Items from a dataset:
________________________________________

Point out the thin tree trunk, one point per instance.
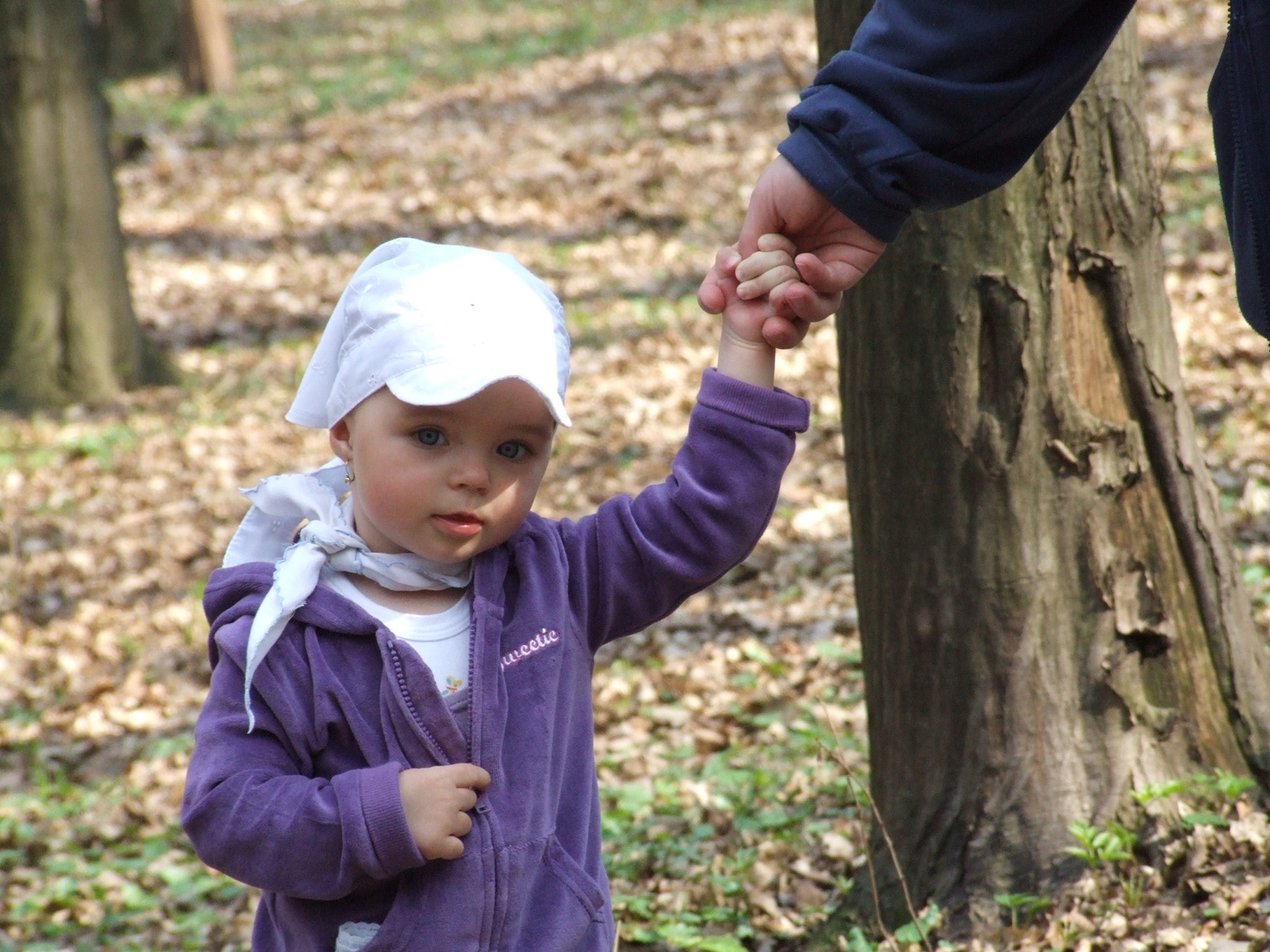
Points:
(67, 330)
(207, 48)
(1049, 607)
(137, 36)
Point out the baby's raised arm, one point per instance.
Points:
(743, 353)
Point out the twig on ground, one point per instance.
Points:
(854, 782)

________________________________________

Problem details:
If pictures appear in the data, do not print them; repeat the rest exactly.

Result of this exercise:
Point out the thin tree trunk, one point per instance.
Points:
(67, 330)
(207, 48)
(1049, 607)
(137, 36)
Point out the baby's raised arm, one point per instance.
Points:
(743, 353)
Point out the twig on ground, one point per instance.
Points:
(854, 782)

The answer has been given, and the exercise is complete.